Task 1:
Collect every line in the records that contains the word "head".

Text shown:
A ruling last month by an environment ministry review panel on a wind farm north of Sault Ste. Marie makes it more daunting for anyone anywhere in Ontario to oppose a wind farm. That panel shot down attempts by seasonal resident James Fata and others to block installation of turbines on a scenic hill area near the Lake Superior coast, the Bow Lake wind farm near Montreal River. In the process, it pared down the grounds anyone could use to oppose a wind farm.

Credit:  Bow Lake makes wind farm fight tough: MILLS | By Tom Mills, Sault Star | Saturday, August 23, 2014 | www.saultstar.com ~~

Every time I travel to southern Ontario I stumble across more great potential wind farm sites that have yet to be exploited.

With a government that continues to stack the procedural and legal deck against those who oppose the intrusion of wind farms on their neighbourhoods, you might expect to see turbines almost everywhere.

But it would take a sharp eye to spot one anywhere near the GTA. Wind-energy-watching is much easier in Algoma, Bruce and Chatham-Kent, which house about a third of Ontario’s turbines.

Excerpts from point annotation data:
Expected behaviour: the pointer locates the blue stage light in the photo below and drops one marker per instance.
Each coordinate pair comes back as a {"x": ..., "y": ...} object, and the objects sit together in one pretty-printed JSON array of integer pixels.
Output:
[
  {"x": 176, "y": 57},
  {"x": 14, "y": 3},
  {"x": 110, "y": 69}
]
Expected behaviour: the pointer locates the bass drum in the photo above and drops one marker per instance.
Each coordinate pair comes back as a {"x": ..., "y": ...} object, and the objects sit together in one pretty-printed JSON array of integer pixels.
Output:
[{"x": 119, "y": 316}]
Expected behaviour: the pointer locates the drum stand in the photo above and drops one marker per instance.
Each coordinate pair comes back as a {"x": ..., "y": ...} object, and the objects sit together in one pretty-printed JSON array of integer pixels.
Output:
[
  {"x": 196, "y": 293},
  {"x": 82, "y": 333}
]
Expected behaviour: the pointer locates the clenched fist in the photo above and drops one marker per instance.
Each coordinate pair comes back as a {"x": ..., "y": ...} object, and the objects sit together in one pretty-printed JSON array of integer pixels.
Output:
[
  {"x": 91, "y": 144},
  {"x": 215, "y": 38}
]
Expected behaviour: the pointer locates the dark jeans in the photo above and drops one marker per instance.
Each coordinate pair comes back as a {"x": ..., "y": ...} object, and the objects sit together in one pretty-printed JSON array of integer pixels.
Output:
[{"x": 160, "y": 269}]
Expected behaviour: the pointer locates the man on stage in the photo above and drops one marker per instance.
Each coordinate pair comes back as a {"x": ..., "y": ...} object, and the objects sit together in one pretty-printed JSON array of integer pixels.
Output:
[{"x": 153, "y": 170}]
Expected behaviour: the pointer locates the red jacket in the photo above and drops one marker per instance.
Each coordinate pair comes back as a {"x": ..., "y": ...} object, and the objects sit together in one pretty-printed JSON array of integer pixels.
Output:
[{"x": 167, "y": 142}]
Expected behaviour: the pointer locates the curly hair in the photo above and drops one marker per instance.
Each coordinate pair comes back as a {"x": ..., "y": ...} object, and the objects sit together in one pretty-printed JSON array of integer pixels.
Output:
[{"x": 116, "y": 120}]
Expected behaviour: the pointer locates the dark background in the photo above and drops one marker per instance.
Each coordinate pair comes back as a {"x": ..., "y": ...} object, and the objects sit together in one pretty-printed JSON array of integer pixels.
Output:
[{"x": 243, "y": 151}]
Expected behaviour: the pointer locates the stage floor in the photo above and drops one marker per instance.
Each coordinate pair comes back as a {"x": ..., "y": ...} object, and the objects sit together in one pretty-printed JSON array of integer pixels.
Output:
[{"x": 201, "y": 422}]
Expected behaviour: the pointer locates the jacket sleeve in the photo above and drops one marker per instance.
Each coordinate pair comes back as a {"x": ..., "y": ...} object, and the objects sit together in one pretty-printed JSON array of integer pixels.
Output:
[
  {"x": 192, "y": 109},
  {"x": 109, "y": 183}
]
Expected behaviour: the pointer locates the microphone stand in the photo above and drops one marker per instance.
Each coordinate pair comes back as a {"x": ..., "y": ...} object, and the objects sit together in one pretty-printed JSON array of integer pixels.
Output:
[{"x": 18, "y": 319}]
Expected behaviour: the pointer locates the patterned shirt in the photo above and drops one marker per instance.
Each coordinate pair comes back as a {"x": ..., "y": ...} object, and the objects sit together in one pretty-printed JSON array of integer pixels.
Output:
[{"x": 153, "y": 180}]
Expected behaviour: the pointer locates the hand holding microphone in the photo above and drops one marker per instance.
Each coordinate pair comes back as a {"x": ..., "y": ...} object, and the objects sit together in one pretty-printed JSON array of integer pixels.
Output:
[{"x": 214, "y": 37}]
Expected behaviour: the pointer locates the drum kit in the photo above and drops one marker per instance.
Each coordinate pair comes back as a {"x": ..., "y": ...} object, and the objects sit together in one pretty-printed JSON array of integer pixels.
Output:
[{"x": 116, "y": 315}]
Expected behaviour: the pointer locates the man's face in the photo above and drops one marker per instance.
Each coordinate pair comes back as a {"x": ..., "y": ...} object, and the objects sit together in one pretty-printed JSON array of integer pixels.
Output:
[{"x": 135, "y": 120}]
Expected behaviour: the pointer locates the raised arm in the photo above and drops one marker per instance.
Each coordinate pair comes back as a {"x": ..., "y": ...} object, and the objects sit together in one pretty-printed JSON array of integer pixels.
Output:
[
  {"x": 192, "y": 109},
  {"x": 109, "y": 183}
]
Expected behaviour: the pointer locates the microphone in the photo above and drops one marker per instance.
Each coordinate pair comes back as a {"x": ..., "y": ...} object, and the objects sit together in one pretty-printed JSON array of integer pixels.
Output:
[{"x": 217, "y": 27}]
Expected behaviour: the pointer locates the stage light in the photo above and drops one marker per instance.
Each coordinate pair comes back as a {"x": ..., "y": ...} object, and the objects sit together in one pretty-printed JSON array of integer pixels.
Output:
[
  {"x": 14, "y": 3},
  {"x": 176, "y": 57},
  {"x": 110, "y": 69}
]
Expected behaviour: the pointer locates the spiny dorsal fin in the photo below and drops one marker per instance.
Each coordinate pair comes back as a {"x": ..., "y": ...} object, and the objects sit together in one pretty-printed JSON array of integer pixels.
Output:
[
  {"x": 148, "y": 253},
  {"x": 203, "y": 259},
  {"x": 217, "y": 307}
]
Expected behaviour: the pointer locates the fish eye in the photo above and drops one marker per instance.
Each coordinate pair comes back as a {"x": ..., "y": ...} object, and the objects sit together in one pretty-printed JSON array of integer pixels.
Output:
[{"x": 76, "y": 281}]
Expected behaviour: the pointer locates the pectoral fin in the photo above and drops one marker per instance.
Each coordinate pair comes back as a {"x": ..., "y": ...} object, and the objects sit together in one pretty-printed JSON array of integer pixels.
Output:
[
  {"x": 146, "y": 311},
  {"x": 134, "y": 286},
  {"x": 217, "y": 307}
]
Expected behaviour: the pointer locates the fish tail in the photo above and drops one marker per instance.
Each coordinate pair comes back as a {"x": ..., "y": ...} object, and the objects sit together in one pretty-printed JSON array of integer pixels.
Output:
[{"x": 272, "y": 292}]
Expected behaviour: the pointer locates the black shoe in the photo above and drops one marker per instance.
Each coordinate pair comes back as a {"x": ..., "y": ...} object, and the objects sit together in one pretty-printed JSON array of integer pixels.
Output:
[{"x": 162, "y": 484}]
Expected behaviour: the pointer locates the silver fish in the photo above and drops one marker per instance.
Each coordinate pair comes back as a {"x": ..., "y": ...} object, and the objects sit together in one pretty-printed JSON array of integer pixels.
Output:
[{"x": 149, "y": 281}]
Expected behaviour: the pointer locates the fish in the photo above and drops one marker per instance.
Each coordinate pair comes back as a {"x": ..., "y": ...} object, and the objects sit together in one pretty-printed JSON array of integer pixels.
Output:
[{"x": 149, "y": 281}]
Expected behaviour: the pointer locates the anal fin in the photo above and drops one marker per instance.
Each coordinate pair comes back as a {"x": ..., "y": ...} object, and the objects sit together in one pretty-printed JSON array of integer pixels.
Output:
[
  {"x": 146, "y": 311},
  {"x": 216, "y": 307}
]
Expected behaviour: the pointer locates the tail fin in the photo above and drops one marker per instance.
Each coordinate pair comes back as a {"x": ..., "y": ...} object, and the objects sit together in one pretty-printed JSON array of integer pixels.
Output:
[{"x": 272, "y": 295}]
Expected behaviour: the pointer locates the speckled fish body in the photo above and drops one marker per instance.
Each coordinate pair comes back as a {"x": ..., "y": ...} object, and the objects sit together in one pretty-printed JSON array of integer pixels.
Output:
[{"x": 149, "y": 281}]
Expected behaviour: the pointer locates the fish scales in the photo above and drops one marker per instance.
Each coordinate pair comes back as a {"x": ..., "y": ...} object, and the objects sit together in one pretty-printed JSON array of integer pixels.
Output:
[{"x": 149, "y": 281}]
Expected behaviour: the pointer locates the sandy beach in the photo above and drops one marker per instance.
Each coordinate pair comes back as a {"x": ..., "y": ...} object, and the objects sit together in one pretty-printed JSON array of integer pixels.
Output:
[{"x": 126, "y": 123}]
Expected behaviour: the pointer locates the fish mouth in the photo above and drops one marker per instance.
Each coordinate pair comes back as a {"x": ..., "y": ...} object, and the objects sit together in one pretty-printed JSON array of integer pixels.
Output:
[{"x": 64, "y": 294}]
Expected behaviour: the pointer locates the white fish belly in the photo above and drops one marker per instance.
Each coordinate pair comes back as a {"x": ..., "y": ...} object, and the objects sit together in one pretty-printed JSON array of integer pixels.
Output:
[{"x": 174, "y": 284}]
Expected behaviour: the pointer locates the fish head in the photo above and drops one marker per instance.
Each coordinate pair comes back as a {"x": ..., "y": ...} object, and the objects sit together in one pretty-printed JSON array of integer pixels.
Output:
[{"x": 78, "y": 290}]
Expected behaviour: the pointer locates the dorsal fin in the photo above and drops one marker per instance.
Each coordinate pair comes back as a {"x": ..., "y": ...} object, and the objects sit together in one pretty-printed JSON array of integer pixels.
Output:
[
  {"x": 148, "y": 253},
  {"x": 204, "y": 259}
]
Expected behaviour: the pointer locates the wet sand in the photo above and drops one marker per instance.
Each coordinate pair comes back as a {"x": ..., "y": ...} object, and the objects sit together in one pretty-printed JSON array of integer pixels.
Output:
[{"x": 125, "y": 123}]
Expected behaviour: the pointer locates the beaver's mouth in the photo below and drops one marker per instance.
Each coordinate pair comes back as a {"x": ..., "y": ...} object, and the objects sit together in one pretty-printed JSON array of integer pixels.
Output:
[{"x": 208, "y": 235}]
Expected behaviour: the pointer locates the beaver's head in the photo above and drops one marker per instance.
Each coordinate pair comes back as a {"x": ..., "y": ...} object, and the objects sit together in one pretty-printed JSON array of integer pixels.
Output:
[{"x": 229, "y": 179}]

Task 2:
According to the wind farm article, which areas house about a third of Ontario's turbines?

Correct response 1:
Expected behaviour: the pointer locates the fish head in the photo above and drops one marker per instance.
Expected behaviour: the pointer locates the beaver's head in the photo above and drops one marker per instance.

Correct response 2:
Algoma, Bruce and Chatham-Kent